- QUOTED PASSAGE:
········

Monday, August 5, 2013

private email and thoughts on the va and surgery

you made me cry because through all of my journey you and have never pushed me away or forgotten me. I feel you both care and respect what I have to say as a human being. this has been so pivotal in my life.


(edited out for privacy reasons of my friends)

it is my heart felt belief that others do not talk because , this is a rachel theory, if you take your anger out of someone else you don't have to deal with the real issue , you. I say this because of the anger within the community and statement like "they don't understand us/me." if one does that you don't have focus on the real issues, again you. the longer you are on estrogen the deeper the pain the more angry you become. I made the choice to use my pen and voice to release the angry and cry each morning. I understand in the middle of a crisis that the crying is needed each day to move forward. but to learn this in the middle of a crisis is a gift from god. I have never had such a gift before the healing of my soul began.


why am I so different then others? It is my opinion that your  kindness and caring helped me heal by giving me a voice and sharing some of your lives with me . this showed me that you really care. this is all I want in life is to know people care and respect me. so many in the past did not care and to also acknowledge people care then this helps yet compels one to move forward. \ the hard part is letting go of the past and moving forward and I have had some really good teachers and the seemingly endless emails have been a huge part of my healing.


edited part

. this really made me want to push away from her and others like her but after I wrote the email I thought about what I had written and evaluated the email and the whole issue. quickly I realized to push her and others like her away would be hurting her and myself because of what I wrote in the second month on hormones. I wrote down my goals and beliefs and said: "...I have the ability and ethical responsibility to advocate for those that cannot speak for themselves." I also promised many including you and god that I will help all I can in my journey so pushing her away and others like her would hurt me and break my so many promises.

········

Revise the post about the VA and surgery from "Monday, August 5, 2013" to "of my friends)", putting "path" in place of "journey".

········

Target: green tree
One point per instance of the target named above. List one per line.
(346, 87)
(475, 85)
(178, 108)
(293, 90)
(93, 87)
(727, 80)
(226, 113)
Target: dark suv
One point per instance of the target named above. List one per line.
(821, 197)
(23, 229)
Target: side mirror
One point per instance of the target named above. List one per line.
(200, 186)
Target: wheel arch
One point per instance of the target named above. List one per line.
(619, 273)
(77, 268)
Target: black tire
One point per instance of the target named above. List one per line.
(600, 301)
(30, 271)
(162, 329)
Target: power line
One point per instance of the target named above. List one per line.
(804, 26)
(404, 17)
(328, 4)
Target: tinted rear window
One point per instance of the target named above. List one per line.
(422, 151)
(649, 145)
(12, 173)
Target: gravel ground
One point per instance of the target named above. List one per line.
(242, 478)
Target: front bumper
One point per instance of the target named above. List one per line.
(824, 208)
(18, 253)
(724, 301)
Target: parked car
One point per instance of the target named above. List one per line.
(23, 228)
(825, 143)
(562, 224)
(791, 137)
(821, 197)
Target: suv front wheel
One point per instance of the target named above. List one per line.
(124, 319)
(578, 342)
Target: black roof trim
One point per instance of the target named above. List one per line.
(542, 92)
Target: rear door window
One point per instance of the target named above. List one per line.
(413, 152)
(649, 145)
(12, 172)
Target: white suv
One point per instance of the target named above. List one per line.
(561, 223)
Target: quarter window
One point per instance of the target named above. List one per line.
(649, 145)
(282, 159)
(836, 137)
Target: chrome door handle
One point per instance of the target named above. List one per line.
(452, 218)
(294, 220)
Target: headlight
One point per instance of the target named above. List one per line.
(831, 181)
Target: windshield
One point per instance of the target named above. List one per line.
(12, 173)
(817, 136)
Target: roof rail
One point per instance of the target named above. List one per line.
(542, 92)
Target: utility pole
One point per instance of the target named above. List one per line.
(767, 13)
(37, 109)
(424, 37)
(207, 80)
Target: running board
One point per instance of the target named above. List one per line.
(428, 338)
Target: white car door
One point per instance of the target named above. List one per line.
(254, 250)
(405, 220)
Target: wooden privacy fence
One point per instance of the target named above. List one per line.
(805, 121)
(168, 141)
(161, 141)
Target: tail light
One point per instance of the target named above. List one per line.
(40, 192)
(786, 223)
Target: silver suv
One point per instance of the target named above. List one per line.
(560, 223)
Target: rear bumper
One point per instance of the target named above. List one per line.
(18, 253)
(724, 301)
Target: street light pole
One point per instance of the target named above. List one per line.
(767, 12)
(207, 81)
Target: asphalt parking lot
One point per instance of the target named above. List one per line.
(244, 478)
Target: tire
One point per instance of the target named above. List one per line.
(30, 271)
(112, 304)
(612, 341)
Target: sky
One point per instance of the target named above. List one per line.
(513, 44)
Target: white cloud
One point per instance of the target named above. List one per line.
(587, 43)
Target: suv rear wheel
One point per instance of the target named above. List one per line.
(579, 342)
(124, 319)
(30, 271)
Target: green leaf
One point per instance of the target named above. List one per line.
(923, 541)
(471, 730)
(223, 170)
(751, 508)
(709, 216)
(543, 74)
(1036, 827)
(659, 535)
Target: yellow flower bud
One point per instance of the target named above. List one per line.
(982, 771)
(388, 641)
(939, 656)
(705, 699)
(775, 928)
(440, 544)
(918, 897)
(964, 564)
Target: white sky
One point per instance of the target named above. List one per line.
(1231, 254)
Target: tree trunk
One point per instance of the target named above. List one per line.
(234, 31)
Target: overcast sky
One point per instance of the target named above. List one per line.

········

- RESPONSE FOR THIS EXERCISE:
Monday, August 5, 2013

private email and thoughts on the va and surgery

you made me cry because through all of my path you and have never pushed me away or forgotten me. I feel you both care and respect what I have to say as a human being. this has been so pivotal in my life.


(edited out for privacy reasons of my friends)